▸ **PROBLEM DETAILS**:
State how many lines in the items below contain the string "knot", matching case exactly, and reply with only that number.

▸ **RECORDS FOR THE TASK**:
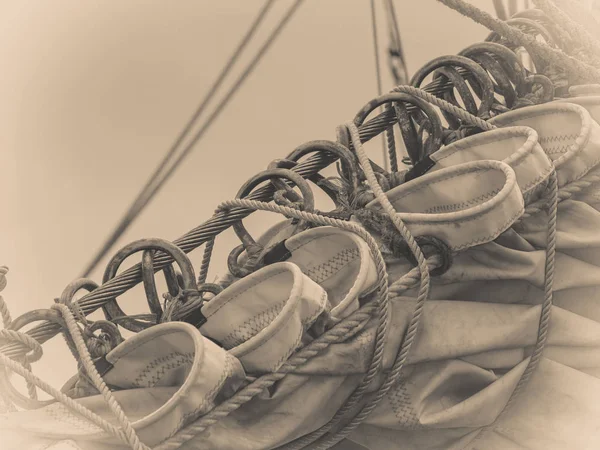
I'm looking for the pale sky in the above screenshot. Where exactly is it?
[0,0,493,385]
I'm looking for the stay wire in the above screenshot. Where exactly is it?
[81,0,296,278]
[371,0,389,171]
[385,0,409,86]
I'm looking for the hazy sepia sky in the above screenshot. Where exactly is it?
[0,0,493,385]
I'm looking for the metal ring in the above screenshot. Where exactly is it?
[485,17,556,72]
[459,42,527,95]
[227,168,315,278]
[354,92,443,163]
[142,250,181,326]
[102,238,196,332]
[410,55,494,117]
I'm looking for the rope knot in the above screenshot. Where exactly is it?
[83,320,123,359]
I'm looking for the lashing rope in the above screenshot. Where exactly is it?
[437,0,600,82]
[533,0,600,67]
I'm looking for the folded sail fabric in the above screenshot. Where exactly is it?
[200,262,327,373]
[0,322,245,450]
[338,104,600,450]
[492,102,600,322]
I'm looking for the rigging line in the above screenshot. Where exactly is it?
[83,0,304,278]
[371,0,390,171]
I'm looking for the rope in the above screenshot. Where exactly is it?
[83,0,303,278]
[155,199,389,450]
[533,0,600,66]
[554,0,600,39]
[300,122,430,449]
[391,86,496,131]
[475,171,558,440]
[492,0,508,20]
[437,0,600,82]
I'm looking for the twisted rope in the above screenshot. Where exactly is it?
[300,122,430,450]
[156,199,389,450]
[554,0,600,39]
[438,0,600,82]
[475,172,558,441]
[0,305,138,443]
[392,86,496,132]
[533,0,600,67]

▸ **ANSWER FOR THIS EXERCISE**:
1